Fugu dinner
Guess I haven't elaborated on my fugu feast last Saturday.
Prior to Dad's arrival on Saturday, I biked all over Yonago to make reservations. Neither one of the two really nice places recommended by Satoshi and Mayumi took reservations for a full-course fugu dinner. One place (near the fire station) simply couldn't do it, the other (below 白木屋) could only do nabe (broth boiled fugu) and not sashimi. The place where I had sushi on Simona's birthday took the reservation for 2, for \8000 each.
We showed up at 8pm. The fugu sashimi was laid on a big plate, with thin strips of raw fugu skin. The sashimi was cut paper thin, literally. You make a roll with the fish and spring onion and dip it in this soy sauce/chili mixture. Raw fugu meat does not taste like fish at all--the texture more closely resembled octopus or squid. The flesh was spongy and a little bit chewy. The skin has a little bit more of crunch. The sashimi was interesting, but for \8000?

> **Position annotation records**:

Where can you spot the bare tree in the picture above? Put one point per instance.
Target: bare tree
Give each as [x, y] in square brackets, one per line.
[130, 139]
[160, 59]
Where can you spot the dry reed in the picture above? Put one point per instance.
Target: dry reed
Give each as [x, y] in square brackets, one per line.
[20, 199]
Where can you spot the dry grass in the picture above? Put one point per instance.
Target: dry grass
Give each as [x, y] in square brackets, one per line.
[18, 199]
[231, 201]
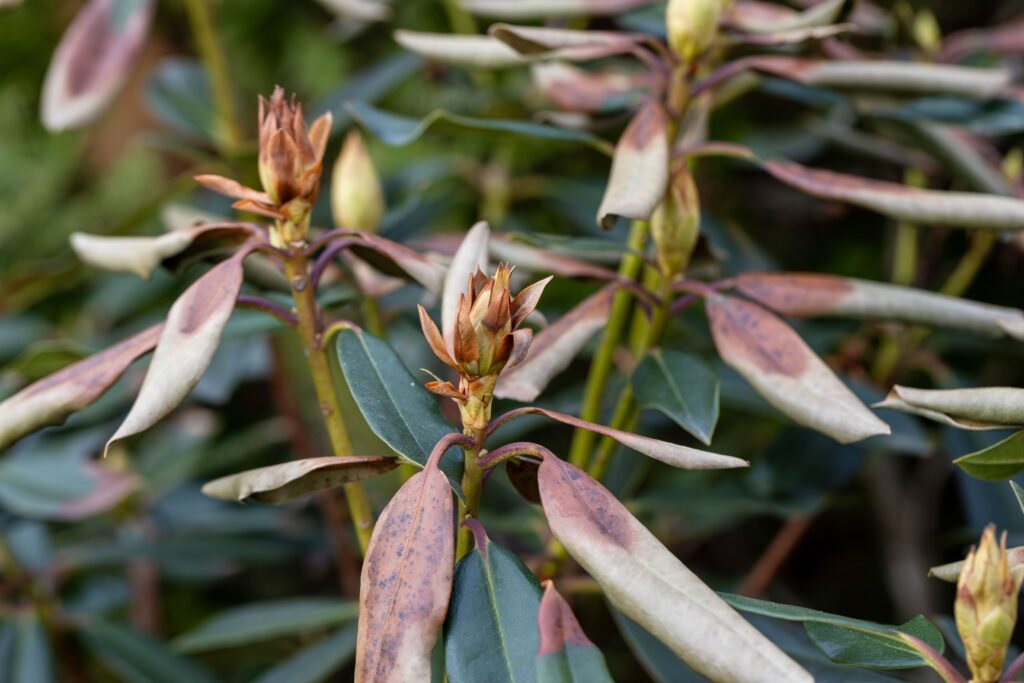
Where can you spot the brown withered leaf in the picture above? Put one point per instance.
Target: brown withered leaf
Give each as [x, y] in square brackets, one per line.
[924, 207]
[785, 372]
[811, 294]
[52, 398]
[141, 255]
[93, 60]
[471, 255]
[189, 338]
[649, 585]
[407, 582]
[298, 478]
[639, 168]
[553, 348]
[536, 9]
[977, 409]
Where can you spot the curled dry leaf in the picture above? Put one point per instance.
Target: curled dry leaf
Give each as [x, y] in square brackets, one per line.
[639, 168]
[902, 203]
[142, 255]
[988, 408]
[290, 481]
[645, 582]
[187, 342]
[484, 51]
[809, 295]
[52, 398]
[565, 652]
[553, 349]
[407, 582]
[785, 372]
[534, 9]
[762, 17]
[471, 255]
[567, 43]
[902, 78]
[93, 60]
[671, 454]
[950, 572]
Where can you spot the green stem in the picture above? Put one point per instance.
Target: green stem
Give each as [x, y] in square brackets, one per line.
[472, 486]
[600, 369]
[297, 270]
[212, 53]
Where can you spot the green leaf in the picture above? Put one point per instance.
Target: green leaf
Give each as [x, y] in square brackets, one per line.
[264, 621]
[33, 662]
[681, 386]
[565, 654]
[399, 130]
[998, 461]
[315, 663]
[848, 640]
[864, 649]
[397, 408]
[134, 657]
[491, 633]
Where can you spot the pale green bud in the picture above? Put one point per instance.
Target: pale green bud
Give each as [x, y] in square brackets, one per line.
[356, 197]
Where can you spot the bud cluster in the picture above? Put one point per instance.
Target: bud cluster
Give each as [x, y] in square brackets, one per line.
[291, 161]
[484, 340]
[986, 606]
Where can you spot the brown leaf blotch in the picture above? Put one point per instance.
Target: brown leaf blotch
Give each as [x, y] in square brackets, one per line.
[744, 332]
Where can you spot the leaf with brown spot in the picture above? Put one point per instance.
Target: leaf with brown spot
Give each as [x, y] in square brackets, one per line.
[900, 78]
[52, 398]
[296, 479]
[811, 294]
[186, 345]
[566, 654]
[484, 51]
[93, 60]
[553, 348]
[407, 582]
[671, 454]
[785, 372]
[471, 255]
[978, 409]
[142, 255]
[639, 168]
[922, 207]
[644, 581]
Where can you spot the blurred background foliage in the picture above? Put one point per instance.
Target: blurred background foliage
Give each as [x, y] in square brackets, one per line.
[128, 572]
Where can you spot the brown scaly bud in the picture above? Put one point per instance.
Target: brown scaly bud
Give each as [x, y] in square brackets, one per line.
[485, 339]
[291, 161]
[675, 224]
[986, 606]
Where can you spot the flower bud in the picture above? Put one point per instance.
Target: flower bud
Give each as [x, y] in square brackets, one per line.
[986, 606]
[675, 224]
[356, 197]
[692, 26]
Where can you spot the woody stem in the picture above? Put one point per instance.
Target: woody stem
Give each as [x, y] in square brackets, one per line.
[309, 328]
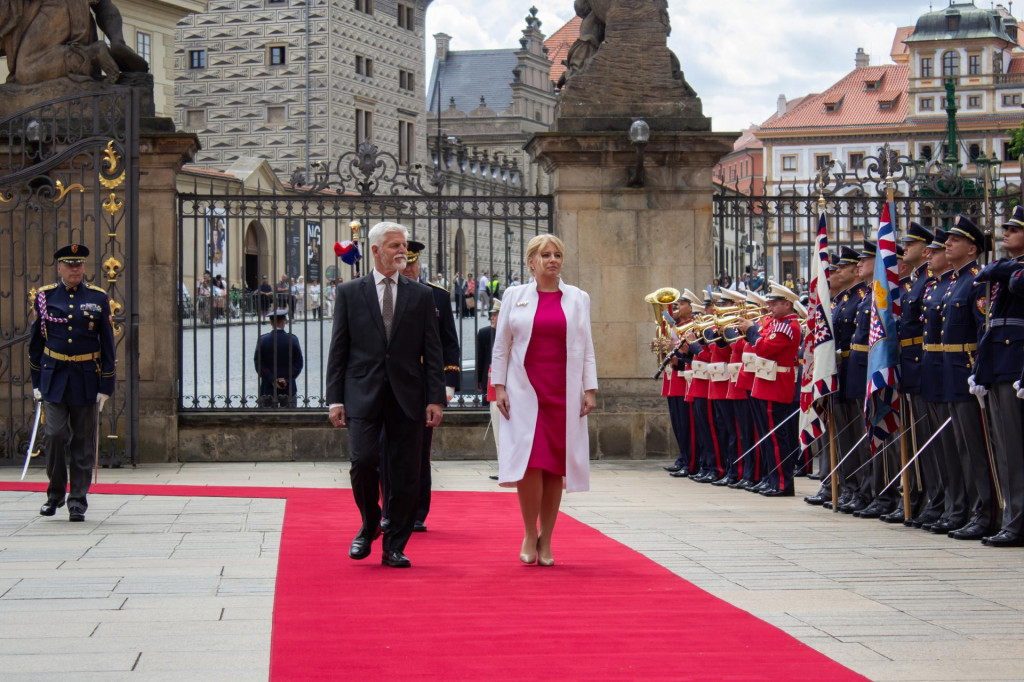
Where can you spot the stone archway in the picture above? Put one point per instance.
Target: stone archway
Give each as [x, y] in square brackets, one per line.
[255, 255]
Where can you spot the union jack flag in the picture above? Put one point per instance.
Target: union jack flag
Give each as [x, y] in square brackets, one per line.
[819, 378]
[882, 400]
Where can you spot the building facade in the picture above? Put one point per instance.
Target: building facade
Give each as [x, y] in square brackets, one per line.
[300, 84]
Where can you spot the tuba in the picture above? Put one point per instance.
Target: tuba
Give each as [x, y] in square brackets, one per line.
[660, 302]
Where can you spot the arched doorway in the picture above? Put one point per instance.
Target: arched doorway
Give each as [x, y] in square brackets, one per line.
[255, 255]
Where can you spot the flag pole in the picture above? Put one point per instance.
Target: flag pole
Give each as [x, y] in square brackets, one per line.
[903, 457]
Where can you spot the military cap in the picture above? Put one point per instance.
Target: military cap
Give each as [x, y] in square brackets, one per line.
[869, 250]
[1017, 221]
[756, 298]
[964, 226]
[848, 256]
[918, 232]
[73, 254]
[939, 242]
[778, 292]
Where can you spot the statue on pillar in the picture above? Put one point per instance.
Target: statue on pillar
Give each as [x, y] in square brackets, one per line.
[44, 40]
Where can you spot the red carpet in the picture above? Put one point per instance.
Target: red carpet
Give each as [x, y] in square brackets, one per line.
[469, 610]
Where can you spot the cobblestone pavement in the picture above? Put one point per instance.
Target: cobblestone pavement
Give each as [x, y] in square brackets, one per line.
[160, 588]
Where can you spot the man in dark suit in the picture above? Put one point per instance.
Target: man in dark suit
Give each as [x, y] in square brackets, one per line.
[384, 379]
[451, 355]
[279, 361]
[72, 361]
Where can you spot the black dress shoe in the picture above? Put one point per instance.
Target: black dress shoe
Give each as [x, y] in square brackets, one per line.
[942, 526]
[1004, 539]
[973, 530]
[775, 493]
[395, 559]
[50, 508]
[359, 548]
[895, 516]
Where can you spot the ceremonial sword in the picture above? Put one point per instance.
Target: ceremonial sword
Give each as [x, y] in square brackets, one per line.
[927, 442]
[32, 441]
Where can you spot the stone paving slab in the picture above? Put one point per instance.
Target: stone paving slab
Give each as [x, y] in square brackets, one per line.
[143, 572]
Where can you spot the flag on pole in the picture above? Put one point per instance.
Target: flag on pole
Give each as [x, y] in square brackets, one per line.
[819, 378]
[882, 399]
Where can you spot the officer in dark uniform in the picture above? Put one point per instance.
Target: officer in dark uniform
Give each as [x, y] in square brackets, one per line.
[963, 324]
[1000, 355]
[72, 360]
[851, 335]
[943, 448]
[911, 332]
[279, 363]
[451, 354]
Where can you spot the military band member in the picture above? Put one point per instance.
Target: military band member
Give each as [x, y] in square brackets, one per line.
[451, 354]
[674, 389]
[911, 326]
[775, 387]
[72, 361]
[1000, 356]
[943, 449]
[963, 322]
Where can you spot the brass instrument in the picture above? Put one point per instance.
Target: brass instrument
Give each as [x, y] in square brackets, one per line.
[662, 301]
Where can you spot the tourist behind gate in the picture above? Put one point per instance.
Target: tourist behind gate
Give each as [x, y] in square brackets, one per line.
[545, 381]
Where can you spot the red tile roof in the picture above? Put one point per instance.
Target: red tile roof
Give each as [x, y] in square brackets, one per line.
[856, 105]
[558, 45]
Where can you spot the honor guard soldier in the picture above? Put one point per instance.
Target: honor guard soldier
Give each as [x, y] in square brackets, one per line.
[775, 387]
[451, 354]
[1000, 356]
[943, 448]
[72, 360]
[911, 332]
[963, 323]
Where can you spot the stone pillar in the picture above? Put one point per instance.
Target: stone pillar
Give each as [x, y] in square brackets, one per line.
[622, 242]
[161, 157]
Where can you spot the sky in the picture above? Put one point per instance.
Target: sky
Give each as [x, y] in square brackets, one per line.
[738, 54]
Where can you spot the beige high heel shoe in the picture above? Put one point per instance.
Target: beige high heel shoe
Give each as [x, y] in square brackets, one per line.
[541, 561]
[526, 558]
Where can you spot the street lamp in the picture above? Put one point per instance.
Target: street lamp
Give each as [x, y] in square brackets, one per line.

> **TASKS TO COMPLETE**:
(1) Copy the records exactly, from the line containing "Where can you spot the sky" through the end of the records.
(2) Carry on the account of the fugu dinner from its last sentence.

> **OUTPUTS FOR THE TASKS**:
(1)
Where can you spot the sky in the picture above? Put one point per instance.
Target: sky
Give each as [x, y] in square brackets, one per line.
[738, 54]
Where can you spot the beige high heel shoe in the picture above? Put one point per instance.
Target: beige high heel shoe
Give each as [x, y] in square brackets, one per line.
[541, 561]
[526, 558]
Where can you spot the street lamp in the picture above? Put one point per instance.
Target: street lamp
Give each as [x, y] in square brackets, one per line.

(2)
Next came the nabe pot. Actually, nabe is 鍋, which means pot, so nabe pot is kind superfluous. Basically, nabe is hot-pot, kind of like shabu-shabu, essentially make-it-yourself soup. A bowl of broth is set to boiling on a gas burner, with a big plate of various raw fugu parts and vegetables also set at the table. You cook and eat the fish at your own pace. You know how all cooked fish has that flaky texture? Not fugu. Strangely cooked fugu does not taste much different from sashimi (I'm pretty sure it is not because we didn't cook it thoroughly). The flesh holds together as a whole, and was chewier than you'd expect from boiled fish. Different parts of fugu (from flesh near vertebrae, near face, near tail--you can tell by just looking at the raw parts) have different texture, some chewy, some extremely fatty, some crunchy (more cartilage than flesh). It was really an adventure.
The deep-fried fugu tasted not unlike typical fried fish, however.
The one thing the left the strongest impression though was the 鰭の酒. Charred fugu tail fin was soaked in boiling-hot sake. The lady brought the cup, lights the sake on fire and closed the lid. This was to burn the flavor of the fin into the sake somehow. End result: not like sake at all. It tasted more like a peppery fish soup with just a hint of alcohol, mostly hinted by the burning feeling in your stomach. Never had anything like it.
Hmm mm good.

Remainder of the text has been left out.